---- INFORMATION SUPPLIED

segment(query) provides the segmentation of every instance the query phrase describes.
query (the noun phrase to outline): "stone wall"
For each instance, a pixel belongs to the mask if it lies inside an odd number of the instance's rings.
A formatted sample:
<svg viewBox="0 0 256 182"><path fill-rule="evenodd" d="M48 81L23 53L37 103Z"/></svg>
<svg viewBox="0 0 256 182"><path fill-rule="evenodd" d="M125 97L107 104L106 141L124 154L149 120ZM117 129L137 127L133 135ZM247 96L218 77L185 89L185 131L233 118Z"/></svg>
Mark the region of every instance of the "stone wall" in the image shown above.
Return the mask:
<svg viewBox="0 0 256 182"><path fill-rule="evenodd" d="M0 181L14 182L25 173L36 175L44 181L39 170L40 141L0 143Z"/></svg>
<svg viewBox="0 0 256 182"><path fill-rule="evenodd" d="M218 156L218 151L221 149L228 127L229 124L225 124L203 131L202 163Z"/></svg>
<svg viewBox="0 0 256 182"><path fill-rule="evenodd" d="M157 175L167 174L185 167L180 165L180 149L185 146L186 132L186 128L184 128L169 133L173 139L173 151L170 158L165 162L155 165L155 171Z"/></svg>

--------

### YOUR TASK
Reproduce every line of the material above exactly.

### FINAL RESULT
segment(query) provides the segmentation of every instance the query phrase describes.
query (the noun phrase to outline): "stone wall"
For each instance, a pixel belongs to the mask if it lies inside an odd number of the instance's rings.
A formatted sample:
<svg viewBox="0 0 256 182"><path fill-rule="evenodd" d="M48 81L23 53L37 103Z"/></svg>
<svg viewBox="0 0 256 182"><path fill-rule="evenodd" d="M125 97L107 104L106 141L124 154L149 120ZM117 129L137 127L133 135ZM247 96L218 77L185 89L185 131L233 118Z"/></svg>
Mark the region of every instance of the "stone wall" in the image shown above.
Return the mask:
<svg viewBox="0 0 256 182"><path fill-rule="evenodd" d="M0 181L14 182L25 173L36 175L44 181L39 170L40 141L0 143Z"/></svg>
<svg viewBox="0 0 256 182"><path fill-rule="evenodd" d="M218 156L218 151L221 149L228 127L229 124L225 124L203 131L202 163Z"/></svg>
<svg viewBox="0 0 256 182"><path fill-rule="evenodd" d="M157 175L167 174L185 167L180 165L180 149L185 146L186 132L186 128L184 128L169 133L173 139L173 151L170 158L165 162L155 165L155 171Z"/></svg>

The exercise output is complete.